Your objective :: Your task is to output the entries below word for word.

(Data entries)
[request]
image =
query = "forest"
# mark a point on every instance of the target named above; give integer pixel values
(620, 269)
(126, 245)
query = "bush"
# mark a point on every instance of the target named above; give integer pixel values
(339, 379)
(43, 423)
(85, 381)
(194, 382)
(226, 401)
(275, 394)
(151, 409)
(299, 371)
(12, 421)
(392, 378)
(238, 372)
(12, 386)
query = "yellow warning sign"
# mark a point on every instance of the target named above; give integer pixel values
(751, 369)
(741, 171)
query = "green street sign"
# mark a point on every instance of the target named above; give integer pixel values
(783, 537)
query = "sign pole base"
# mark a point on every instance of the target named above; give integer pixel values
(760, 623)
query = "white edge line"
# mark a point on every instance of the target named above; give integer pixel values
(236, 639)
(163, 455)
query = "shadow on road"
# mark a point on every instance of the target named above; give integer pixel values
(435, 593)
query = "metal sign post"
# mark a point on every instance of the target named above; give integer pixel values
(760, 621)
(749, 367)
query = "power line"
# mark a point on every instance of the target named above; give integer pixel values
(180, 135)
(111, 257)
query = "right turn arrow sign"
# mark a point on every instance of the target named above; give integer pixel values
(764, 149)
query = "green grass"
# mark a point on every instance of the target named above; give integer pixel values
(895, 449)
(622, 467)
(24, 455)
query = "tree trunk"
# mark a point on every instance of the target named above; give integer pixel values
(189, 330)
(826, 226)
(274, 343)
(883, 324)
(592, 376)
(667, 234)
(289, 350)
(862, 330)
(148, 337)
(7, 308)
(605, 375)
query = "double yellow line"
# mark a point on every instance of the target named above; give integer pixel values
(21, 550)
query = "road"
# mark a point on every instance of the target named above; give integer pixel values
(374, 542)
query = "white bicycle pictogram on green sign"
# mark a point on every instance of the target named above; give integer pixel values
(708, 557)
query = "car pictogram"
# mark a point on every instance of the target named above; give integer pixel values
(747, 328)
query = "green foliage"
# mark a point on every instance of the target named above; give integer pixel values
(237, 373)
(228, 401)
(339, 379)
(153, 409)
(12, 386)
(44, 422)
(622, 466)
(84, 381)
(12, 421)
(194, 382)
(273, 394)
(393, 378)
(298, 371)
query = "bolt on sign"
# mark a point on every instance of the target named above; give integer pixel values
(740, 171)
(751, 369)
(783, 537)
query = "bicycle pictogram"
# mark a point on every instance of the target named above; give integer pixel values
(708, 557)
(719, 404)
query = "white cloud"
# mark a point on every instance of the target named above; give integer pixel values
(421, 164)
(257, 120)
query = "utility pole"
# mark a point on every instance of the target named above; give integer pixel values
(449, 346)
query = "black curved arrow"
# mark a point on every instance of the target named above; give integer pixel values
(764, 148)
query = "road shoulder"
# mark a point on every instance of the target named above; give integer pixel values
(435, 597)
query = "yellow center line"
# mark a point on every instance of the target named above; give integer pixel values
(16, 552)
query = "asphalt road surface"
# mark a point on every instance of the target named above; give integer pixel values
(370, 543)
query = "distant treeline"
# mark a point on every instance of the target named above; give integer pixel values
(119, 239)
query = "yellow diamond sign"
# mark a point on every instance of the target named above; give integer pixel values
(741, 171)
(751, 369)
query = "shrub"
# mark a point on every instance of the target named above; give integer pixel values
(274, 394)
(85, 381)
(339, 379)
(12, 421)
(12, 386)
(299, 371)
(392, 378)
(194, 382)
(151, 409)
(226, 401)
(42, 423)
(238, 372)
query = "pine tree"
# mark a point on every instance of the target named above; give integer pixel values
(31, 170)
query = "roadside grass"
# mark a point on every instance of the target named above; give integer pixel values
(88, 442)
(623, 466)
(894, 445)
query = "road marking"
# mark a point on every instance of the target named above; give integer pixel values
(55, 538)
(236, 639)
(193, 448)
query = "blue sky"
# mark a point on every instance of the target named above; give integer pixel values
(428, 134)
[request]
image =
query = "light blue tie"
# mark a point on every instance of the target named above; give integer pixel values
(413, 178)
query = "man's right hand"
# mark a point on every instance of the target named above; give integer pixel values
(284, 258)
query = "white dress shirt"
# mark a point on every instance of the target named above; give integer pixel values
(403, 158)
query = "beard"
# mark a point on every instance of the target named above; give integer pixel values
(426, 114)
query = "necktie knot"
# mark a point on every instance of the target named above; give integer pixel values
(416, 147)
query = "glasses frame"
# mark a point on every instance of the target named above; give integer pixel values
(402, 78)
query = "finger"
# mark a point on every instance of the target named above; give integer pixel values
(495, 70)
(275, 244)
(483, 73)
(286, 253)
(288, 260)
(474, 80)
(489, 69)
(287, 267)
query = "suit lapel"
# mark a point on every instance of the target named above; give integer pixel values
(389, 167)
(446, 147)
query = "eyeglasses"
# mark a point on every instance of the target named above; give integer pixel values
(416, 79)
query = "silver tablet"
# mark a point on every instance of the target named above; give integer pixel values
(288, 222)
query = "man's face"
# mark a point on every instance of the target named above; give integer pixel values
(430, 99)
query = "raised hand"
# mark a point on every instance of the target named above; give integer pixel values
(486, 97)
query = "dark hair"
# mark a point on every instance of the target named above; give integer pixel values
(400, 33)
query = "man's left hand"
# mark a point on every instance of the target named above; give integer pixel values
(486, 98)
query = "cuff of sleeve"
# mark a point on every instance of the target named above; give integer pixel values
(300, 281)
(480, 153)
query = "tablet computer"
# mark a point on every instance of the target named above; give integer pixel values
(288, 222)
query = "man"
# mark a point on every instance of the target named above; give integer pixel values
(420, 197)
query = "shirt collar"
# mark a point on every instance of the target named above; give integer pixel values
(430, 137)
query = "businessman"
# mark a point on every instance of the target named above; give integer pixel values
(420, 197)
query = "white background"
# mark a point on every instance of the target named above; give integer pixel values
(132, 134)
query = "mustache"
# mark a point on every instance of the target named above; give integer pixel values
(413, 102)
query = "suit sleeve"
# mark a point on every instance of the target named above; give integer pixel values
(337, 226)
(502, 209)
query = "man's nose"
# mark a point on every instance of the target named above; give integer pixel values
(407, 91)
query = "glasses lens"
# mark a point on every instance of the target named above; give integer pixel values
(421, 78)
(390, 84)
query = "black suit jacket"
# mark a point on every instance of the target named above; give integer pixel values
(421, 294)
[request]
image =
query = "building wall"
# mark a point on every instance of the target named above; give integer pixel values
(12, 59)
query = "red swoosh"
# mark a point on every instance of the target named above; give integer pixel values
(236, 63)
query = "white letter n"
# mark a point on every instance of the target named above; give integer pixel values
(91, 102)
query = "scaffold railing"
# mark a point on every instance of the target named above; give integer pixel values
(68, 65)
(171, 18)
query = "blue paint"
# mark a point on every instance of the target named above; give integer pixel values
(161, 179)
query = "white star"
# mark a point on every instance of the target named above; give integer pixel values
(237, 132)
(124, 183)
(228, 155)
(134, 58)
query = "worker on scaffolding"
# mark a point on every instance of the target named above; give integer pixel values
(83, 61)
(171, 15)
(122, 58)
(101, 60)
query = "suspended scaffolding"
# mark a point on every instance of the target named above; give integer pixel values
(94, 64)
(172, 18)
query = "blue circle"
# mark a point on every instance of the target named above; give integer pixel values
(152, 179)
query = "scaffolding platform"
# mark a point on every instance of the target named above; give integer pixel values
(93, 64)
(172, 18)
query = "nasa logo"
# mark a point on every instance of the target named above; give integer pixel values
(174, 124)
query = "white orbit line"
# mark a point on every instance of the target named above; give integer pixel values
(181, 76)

Result of this exercise ::
[request]
image =
query = "forest"
# mark a point on every instance of the target named above; give integer pixel values
(620, 269)
(126, 245)
query = "bush"
# mark a point on every instance of the target named above; give integer pixel values
(339, 379)
(43, 423)
(85, 381)
(194, 382)
(226, 401)
(275, 394)
(151, 409)
(299, 371)
(12, 421)
(392, 378)
(238, 372)
(12, 386)
query = "yellow warning sign"
# mark a point on every instance of the target named above; give integer pixel values
(751, 369)
(741, 171)
query = "green street sign"
# mark a point on every instance of the target named above; give integer pixel values
(783, 537)
query = "sign pole base"
# mark a point on every instance of the target named above; give integer pixel values
(760, 623)
query = "white edge line"
# mark a point on every instance of the target named above; give integer pixel values
(236, 639)
(163, 455)
query = "shadow on road"
# mark a point on every instance of the target named above; give integer pixel values
(435, 593)
query = "metal sign post"
# mark a point on every instance of the target named above; give integer pixel values
(760, 621)
(749, 367)
query = "power line"
# mark a point on every instance of the target named above; give integer pixel values
(180, 135)
(111, 257)
query = "right turn arrow sign"
# mark a point on every instance of the target named above; give integer pixel values
(764, 149)
query = "green grass"
# mark a point on every instance of the target named above; give integer pixel values
(895, 449)
(622, 467)
(24, 455)
query = "tree trunk"
# mark a point on every instance of the target named above; give integer pixel values
(189, 330)
(826, 226)
(274, 343)
(883, 324)
(592, 376)
(667, 234)
(289, 350)
(862, 330)
(148, 337)
(7, 308)
(605, 375)
query = "double yellow line"
# mark a point on every instance of the target named above; give integer pixel values
(21, 550)
query = "road"
# mark a point on every instance of the target named above; give integer pixel values
(374, 542)
query = "white bicycle pictogram on green sign"
# mark a point on every instance of the target named above; give integer pixel values
(708, 557)
query = "car pictogram"
# mark a point on every instance of the target named above; give integer pixel values
(747, 328)
query = "green foliage"
# mark a point on every instance of the target named above; give integer pixel values
(237, 373)
(228, 401)
(339, 379)
(153, 409)
(12, 386)
(44, 422)
(622, 466)
(84, 381)
(12, 421)
(194, 382)
(273, 394)
(393, 378)
(298, 371)
query = "bolt on sign"
# mark a point on every instance of the target named above; give integer pixel values
(740, 171)
(751, 369)
(783, 537)
query = "bicycle pictogram"
# mark a point on every instance of the target named above; give integer pixel values
(708, 557)
(719, 404)
query = "white cloud"
# mark a point on every instance of the target named above; give integer pixel values
(421, 164)
(257, 120)
query = "utility pole"
# mark a point on every instance of the target named above; give integer pixel values
(449, 346)
query = "black curved arrow"
# mark a point on every instance of the target named above; give integer pixel values
(764, 148)
query = "road shoulder"
# mark a point on every instance of the target named above; give integer pixel values
(435, 597)
query = "yellow center line"
# mark a point on every instance of the target named above; give integer pixel values
(16, 552)
query = "asphalt road surface"
# mark a point on every instance of the target named above; give integer pixel values
(370, 543)
query = "distant treeline"
# mark a point on every instance of the target named above; give integer pixel values
(119, 239)
query = "yellow diamond sign"
# mark a point on every instance of the target named above; give integer pixel values
(741, 171)
(751, 369)
query = "shrub"
# mark a point on every instance of the target named above; give integer pixel values
(274, 394)
(85, 381)
(339, 379)
(12, 421)
(12, 386)
(299, 371)
(392, 378)
(194, 382)
(151, 409)
(226, 401)
(42, 423)
(238, 372)
query = "pine tree"
# mark a point on every instance of the target named above; give integer pixel values
(31, 170)
query = "roadside grass"
# mark a point on every instance of the target named above; give integer pixel values
(88, 442)
(623, 466)
(894, 445)
query = "road marking"
# mark a point on every instance of the target named above; give integer pixel values
(55, 538)
(236, 639)
(193, 448)
query = "blue sky"
# mark a point on every instance of the target named above; give integer pixel values
(428, 134)
[request]
image =
query = "light blue tie"
# mark a point on every instance of the target named above; give integer pixel values
(413, 178)
query = "man's right hand"
# mark a point on every instance of the target named above; give integer pixel values
(284, 258)
query = "white dress shirt"
# mark a point on every instance of the target named above; give integer pixel values
(403, 158)
query = "beard"
# mark a point on every instance of the target named above; give integer pixel values
(426, 114)
query = "necktie knot"
# mark a point on every instance of the target named above; give integer pixel values
(416, 147)
query = "glasses frame"
# mark a point on every instance of the target named above; give integer pixel values
(402, 78)
query = "finger"
# mark a point on every instance of the target named above; give integer pixel values
(495, 70)
(275, 244)
(483, 73)
(286, 253)
(288, 260)
(474, 80)
(489, 69)
(287, 267)
query = "suit lapel"
# mark a point on every instance of the target named above; give integer pixel values
(389, 167)
(446, 147)
query = "eyeglasses"
# mark a point on every instance of the target named above; give integer pixel values
(416, 79)
query = "silver tablet"
# mark a point on every instance of the target named above; give integer pixel values
(288, 222)
query = "man's face"
# mark a point on every instance of the target named above; give integer pixel values
(430, 99)
query = "raised hand"
# mark a point on every instance of the target named above; give integer pixel values
(486, 97)
query = "dark hair"
# mark a point on every instance of the target named above; give integer pixel values
(400, 33)
query = "man's left hand"
# mark a point on every instance of the target named above; give integer pixel values
(486, 98)
query = "cuff of sleeve"
# mark a point on every instance of the target named above; give integer pixel values
(300, 281)
(480, 153)
query = "tablet computer"
# mark a point on every instance of the target named above; give integer pixel values
(288, 222)
query = "man"
# mark a point on every instance of the target named above; give integer pixel values
(420, 197)
query = "shirt collar"
# mark a point on every instance of the target named above; give integer pixel values
(430, 137)
query = "businessman"
# mark a point on every instance of the target named above; give integer pixel values
(420, 197)
query = "white background"
# mark a point on every instance of the target named above; give integer pixel values
(132, 134)
query = "mustache"
# mark a point on every instance of the target named above; give integer pixel values
(413, 102)
query = "suit sleeve"
# mark a point on every instance of the target named above; give integer pixel values
(337, 226)
(502, 209)
query = "man's nose"
# mark a point on every instance of the target named above; give integer pixel values
(407, 91)
query = "glasses lens"
# mark a point on every instance of the target named above; give integer pixel values
(421, 78)
(390, 84)
query = "black suit jacket"
# mark a point on every instance of the target named above; give integer pixel values
(421, 294)
[request]
image =
query = "building wall"
# mark a point on every instance of the target named above; give integer pixel values
(12, 59)
query = "red swoosh"
# mark a point on every instance of the target named above; give integer pixel values
(236, 63)
query = "white letter n"
# mark a point on every instance of the target named above; give integer pixel values
(91, 102)
query = "scaffold railing"
# mark a point on every instance of the target named above; give integer pixel values
(68, 65)
(171, 18)
query = "blue paint"
# mark a point on every instance of the target named above; give integer pixel values
(161, 179)
query = "white star"
# mark a point on every instance of the target named above; give integer pixel values
(237, 132)
(124, 183)
(228, 155)
(134, 58)
query = "worker on scaffolding"
# mark a point on every instance of the target named above; give integer pixel values
(83, 61)
(171, 15)
(122, 58)
(101, 60)
query = "suspended scaffolding"
# mark a point on every instance of the target named above; give integer pixel values
(94, 64)
(172, 18)
query = "blue circle"
# mark a point on every instance of the target named above; give integer pixel values
(152, 179)
query = "scaffolding platform"
# mark a point on every instance of the target named above; give integer pixel values
(93, 64)
(172, 18)
query = "nasa logo"
# mark a point on every instance of the target named above; give integer pixel values
(174, 124)
query = "white orbit line"
# mark a point on every instance of the target named above; give integer pixel values
(181, 76)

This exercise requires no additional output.